▸ **Task prompt**
Send back the entries below exactly as they appear.

▸ **Entries provided**
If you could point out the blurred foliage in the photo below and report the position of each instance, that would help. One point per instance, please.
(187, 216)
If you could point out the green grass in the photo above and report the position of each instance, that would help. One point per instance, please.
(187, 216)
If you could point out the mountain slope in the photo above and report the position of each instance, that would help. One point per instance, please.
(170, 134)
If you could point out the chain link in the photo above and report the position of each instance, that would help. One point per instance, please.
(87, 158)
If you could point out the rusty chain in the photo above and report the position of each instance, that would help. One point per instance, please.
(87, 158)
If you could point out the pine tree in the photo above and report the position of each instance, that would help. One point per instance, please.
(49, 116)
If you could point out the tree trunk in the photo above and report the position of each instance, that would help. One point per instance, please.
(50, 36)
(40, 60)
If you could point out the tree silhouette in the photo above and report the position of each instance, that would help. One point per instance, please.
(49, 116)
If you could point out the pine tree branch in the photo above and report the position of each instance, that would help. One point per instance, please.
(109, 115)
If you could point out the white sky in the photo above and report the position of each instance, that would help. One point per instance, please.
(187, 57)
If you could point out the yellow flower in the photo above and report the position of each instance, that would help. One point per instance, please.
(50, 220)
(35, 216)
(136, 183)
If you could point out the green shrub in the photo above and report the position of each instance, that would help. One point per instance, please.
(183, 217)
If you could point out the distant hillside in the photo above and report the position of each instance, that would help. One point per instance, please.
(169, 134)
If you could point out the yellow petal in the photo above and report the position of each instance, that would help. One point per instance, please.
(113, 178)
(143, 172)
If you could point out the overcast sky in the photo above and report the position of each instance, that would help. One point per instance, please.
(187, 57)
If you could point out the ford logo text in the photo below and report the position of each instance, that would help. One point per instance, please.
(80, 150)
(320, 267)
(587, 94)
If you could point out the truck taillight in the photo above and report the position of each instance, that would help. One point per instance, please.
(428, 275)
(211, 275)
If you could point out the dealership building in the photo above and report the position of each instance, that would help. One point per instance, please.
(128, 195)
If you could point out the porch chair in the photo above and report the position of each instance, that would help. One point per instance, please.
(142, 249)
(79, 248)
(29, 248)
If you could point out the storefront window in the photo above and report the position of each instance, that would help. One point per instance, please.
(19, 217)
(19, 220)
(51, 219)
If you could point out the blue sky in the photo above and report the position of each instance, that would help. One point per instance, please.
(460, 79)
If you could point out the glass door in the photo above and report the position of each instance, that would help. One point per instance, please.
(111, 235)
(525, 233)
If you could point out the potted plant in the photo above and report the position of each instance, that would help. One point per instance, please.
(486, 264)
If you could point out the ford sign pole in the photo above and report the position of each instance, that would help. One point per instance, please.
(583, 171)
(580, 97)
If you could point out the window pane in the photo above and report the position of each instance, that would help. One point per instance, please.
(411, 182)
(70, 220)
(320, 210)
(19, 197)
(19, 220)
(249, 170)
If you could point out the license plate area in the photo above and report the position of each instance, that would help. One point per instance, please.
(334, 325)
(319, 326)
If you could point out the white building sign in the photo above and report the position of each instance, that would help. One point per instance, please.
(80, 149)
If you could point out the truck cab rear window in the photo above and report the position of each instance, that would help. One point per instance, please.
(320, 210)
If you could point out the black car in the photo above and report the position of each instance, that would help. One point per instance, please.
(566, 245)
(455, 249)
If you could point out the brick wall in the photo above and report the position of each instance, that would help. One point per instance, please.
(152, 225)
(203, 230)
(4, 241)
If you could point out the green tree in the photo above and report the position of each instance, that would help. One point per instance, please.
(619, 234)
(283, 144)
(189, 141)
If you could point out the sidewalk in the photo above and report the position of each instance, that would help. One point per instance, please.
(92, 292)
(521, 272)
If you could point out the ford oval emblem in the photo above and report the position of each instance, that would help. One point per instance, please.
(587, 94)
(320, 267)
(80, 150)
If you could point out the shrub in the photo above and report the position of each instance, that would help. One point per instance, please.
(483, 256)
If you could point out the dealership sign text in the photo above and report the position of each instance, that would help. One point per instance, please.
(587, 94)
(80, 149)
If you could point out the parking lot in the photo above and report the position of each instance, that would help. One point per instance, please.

▸ **Complete output**
If you could point out the blurred foliage in the photo below and report the position of each instance, that would help. One point per instance, please.
(187, 216)
If you could point out the green grass in the photo above and report the position of each instance, that would help. One point per instance, please.
(187, 216)
If you could point out the mountain slope in the photo above and report the position of each instance, that would help. One point per instance, please.
(170, 134)
If you could point out the chain link in the photo above and report the position of each instance, that would help. One point per instance, please.
(87, 158)
If you could point out the rusty chain in the photo above and report the position of each instance, that would help. One point per instance, please.
(87, 158)
If you could point out the pine tree in the photo above and report the position of each instance, that would help. One point per instance, please.
(49, 116)
If you could point out the tree trunk in the photo above and report the position of each instance, that would help. One point per instance, please.
(50, 36)
(40, 60)
If you could point out the tree silhouette in the photo above and report the position of each instance, that would help. One point per instance, please.
(49, 116)
If you could point out the pine tree branch in the photo above and report the position of each instance, that would help. One point per instance, please.
(109, 115)
If you could point out the white sky in the photo above and report the position of each instance, that would help. One point per instance, please.
(187, 57)
If you could point out the yellow flower in the photo above and report the position of each instance, that would help. One point per instance, please.
(50, 220)
(35, 216)
(136, 183)
If you could point out the green shrub in the photo above and report the position of each instance, that would help. One point per instance, please.
(183, 217)
If you could point out the distant hillside in the photo above and report the position of each instance, that would help. One point per instance, please.
(169, 134)
If you could point out the yellow petal in the photo above and report the position of each instance, that would help. One point per instance, please.
(113, 178)
(143, 172)
If you could point out the overcast sky in the photo above and report the position of each instance, that would help. One point per instance, please.
(187, 57)
If you could point out the ford logo text in the photo below and report the position of each instance, that would help. One point per instance, please.
(80, 150)
(320, 267)
(587, 94)
If you could point out the truck taillight in the photo above and report the position of each instance, that would help. One point per instance, please.
(428, 275)
(211, 275)
If you could point out the dealership building in the photo above and report the position of each instance, that would help. One point per instance, please.
(128, 195)
If you could point out the porch chair in the photo above and report the position of each instance, that would help. One point per instance, please.
(142, 249)
(79, 248)
(29, 248)
If you could point out the storefront window in the photo above and report the position of each instance, that would help. One point per instance, please.
(19, 217)
(19, 220)
(51, 219)
If you could point out the blue sky in the photo above and report the position of each instance, that would help. One point per instance, please.
(460, 79)
If you could point out the glass door in the photo above and report the position of each instance, that would help. One point per instance, please.
(111, 235)
(525, 233)
If you could point out the potted plant in the photo above and report the position of each instance, that would help. One point per instance, please.
(486, 264)
If you could point out the ford sign pole in the photo above and report the position of each instance, that would help. One point per instance, please.
(583, 171)
(580, 97)
If you could point out the window pane in the photo above and report the position of each instance, that would help. One point per instance, please.
(411, 182)
(70, 220)
(320, 210)
(19, 197)
(19, 220)
(249, 170)
If you could point out the license plate area in the photo above and report the position of each instance, that would help. One point per instance, please.
(334, 325)
(319, 326)
If you could point out the white building sign in the photo above and report the position of each instance, that would help. One point per instance, please.
(80, 149)
If you could point out the truck cab rear window in the photo above and report the position of each instance, that would help. One point per instance, please.
(320, 210)
If you could point out the black car in the photo above and report the position of each instance, that would help. One point per instance, please.
(566, 245)
(455, 249)
If you could point out the brick wall in the photo above and report the position of each instance, that would help. One point per instance, please.
(152, 225)
(203, 230)
(4, 241)
If you could point out the green tree in the photo above and report the position of each instance, that would help. One point per instance, please.
(619, 234)
(283, 144)
(189, 141)
If you could point out the sidewalk in the photo above and report the position of each instance, that would help. One point per instance, please.
(92, 292)
(521, 272)
If you could point out the ford oval emblem in the photo above and report the position of each instance, that would help. One point per instance, please.
(587, 94)
(320, 267)
(80, 150)
If you could point out the shrub in the photo above and report the position of each instance, that would help. One point per instance, please.
(483, 256)
If you could point out the dealership sign text in the photo above and report the position of each instance, that would help. One point per instance, please.
(587, 94)
(80, 149)
If you could point out the parking lot in the photo above and report the position of each instance, that would help. One point per instance, please.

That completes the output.